Copy every line of the entries below, including the wording of each entry. Multiply each bounding-box coordinate in the answers by 0.2 and round it to the nearest whole number, with halves rounded up.

Input
□ □ □ □ □

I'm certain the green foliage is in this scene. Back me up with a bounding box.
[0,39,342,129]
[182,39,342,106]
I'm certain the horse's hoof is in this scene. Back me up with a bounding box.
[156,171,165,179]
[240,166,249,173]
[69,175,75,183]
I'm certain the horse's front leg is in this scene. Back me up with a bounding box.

□ □ □ □ □

Answer below
I'm certain the green foliage is in this scene. Back me up with a bounding box.
[0,8,68,26]
[36,8,68,21]
I'm certain the horse's hoof is in this scene. Back me up with a bounding box.
[31,34,33,36]
[48,33,50,35]
[14,35,15,37]
I'm certain the horse's front leg is in this scene. Back me up with a bounding box.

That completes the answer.